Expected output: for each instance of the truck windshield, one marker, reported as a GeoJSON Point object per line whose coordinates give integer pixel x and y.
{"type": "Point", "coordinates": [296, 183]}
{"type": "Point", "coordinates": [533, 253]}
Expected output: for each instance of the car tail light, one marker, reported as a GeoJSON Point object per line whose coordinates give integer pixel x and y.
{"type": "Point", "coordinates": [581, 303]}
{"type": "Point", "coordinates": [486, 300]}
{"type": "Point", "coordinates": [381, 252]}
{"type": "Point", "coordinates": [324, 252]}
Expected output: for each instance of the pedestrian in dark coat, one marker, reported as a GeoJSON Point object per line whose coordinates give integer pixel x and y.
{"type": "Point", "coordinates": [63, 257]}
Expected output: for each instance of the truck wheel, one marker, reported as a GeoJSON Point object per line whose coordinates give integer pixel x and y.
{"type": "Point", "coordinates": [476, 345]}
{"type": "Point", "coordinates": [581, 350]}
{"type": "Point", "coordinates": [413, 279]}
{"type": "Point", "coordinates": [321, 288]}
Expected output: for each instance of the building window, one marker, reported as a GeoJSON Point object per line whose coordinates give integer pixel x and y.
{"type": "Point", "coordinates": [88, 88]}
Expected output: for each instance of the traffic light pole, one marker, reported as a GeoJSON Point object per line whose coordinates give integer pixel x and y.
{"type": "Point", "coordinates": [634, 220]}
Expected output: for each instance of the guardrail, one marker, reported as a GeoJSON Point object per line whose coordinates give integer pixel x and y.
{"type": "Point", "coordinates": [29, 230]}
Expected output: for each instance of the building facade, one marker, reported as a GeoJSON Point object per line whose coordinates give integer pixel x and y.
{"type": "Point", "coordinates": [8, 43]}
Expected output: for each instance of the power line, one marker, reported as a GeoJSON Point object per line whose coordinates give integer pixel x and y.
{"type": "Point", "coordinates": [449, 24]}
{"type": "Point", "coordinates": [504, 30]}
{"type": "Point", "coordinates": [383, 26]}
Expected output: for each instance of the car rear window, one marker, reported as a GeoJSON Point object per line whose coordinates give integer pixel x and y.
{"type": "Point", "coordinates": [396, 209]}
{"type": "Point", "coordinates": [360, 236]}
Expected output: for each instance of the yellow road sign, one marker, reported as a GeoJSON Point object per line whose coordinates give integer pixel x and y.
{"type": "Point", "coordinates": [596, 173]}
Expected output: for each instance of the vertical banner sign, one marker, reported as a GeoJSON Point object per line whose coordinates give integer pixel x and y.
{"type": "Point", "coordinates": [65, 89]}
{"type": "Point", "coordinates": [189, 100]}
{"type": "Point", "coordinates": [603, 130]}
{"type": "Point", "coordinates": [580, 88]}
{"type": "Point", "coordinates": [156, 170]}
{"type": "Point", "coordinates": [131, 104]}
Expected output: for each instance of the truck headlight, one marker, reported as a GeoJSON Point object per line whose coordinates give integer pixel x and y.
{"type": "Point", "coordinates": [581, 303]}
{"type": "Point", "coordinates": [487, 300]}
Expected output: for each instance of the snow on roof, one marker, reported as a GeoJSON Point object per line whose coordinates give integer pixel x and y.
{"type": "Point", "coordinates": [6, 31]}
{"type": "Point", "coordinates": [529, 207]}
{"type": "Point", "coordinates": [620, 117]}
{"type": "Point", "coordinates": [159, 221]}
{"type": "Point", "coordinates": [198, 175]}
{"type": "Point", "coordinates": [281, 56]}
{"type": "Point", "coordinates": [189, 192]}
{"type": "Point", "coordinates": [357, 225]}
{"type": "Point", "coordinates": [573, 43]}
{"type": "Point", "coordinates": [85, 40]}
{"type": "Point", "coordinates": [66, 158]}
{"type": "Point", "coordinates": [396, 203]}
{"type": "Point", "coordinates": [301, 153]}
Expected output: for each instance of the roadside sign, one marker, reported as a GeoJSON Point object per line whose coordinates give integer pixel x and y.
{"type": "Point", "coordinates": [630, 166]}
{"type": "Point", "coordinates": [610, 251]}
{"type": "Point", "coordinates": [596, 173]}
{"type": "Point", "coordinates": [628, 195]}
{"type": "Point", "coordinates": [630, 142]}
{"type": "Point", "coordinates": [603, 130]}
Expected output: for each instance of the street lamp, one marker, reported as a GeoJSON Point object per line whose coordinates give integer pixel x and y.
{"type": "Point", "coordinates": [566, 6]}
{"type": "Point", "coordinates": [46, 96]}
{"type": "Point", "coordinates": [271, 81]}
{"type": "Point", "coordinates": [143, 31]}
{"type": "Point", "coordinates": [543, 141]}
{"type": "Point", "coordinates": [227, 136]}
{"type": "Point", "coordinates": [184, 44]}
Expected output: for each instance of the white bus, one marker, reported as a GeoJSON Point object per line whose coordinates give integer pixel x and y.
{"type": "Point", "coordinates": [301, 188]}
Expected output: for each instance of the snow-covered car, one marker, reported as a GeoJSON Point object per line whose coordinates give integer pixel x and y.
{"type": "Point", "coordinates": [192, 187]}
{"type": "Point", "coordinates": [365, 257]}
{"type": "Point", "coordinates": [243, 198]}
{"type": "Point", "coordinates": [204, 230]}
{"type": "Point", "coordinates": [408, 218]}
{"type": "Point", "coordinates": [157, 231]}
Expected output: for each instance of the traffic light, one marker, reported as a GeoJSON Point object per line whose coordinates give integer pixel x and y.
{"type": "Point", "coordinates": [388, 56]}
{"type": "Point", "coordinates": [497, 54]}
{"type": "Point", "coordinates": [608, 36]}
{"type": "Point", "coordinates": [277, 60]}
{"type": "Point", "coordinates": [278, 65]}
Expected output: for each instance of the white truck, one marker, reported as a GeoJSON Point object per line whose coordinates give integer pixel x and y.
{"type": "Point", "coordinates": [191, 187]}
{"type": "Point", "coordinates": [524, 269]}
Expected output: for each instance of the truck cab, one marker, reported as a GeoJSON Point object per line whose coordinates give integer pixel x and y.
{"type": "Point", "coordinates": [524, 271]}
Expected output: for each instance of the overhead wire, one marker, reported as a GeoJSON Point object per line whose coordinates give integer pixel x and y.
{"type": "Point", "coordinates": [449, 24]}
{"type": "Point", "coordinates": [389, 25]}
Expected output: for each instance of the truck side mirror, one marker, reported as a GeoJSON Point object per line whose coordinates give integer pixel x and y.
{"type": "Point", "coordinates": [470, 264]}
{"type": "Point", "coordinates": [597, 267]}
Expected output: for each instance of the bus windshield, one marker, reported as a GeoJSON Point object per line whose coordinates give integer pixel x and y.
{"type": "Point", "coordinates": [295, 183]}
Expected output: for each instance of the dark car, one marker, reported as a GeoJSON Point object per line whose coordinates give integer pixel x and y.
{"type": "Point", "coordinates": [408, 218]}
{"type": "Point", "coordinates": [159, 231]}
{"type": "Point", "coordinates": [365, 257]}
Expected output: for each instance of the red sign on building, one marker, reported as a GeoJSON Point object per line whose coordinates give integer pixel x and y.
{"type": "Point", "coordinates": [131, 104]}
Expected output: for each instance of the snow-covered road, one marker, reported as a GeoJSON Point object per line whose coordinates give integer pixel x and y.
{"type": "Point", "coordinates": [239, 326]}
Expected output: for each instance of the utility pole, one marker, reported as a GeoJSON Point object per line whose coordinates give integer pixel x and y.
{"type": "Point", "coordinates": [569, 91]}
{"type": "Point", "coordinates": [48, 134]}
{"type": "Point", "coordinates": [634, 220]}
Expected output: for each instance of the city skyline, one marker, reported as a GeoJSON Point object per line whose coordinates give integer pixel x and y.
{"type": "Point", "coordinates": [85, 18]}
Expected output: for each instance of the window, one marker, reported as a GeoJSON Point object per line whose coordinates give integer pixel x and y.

○ ○ ○ ○ ○

● **THE PROBLEM**: The line containing "Expected output: for each instance of the red" marks the start; retype it and each line after it through the end of the records above, exactly.

● **ANSWER TO THIS EXERCISE**:
Expected output: for each instance of the red sign on building, one marker, reported as a GeoJSON Point object per line whose coordinates give integer pixel x and y.
{"type": "Point", "coordinates": [131, 104]}
Expected output: for each instance of the snow-covered road, one marker, reported as a GeoJSON Point object per line whose coordinates give integer pixel x and y.
{"type": "Point", "coordinates": [239, 326]}
Expected output: for each instance of the utility pole, one marker, reported as a GeoJSON Point object per line whose coordinates give integer pixel x and y.
{"type": "Point", "coordinates": [569, 91]}
{"type": "Point", "coordinates": [48, 134]}
{"type": "Point", "coordinates": [634, 220]}
Expected output: for each instance of the city skyline, one marker, reported as a GeoJSON Point object per line whose coordinates give integer pixel x and y.
{"type": "Point", "coordinates": [85, 18]}
Expected output: for each instance of the window, one marker, reported as a GeoJSON Point object per line whose coordinates give integer pixel x and y.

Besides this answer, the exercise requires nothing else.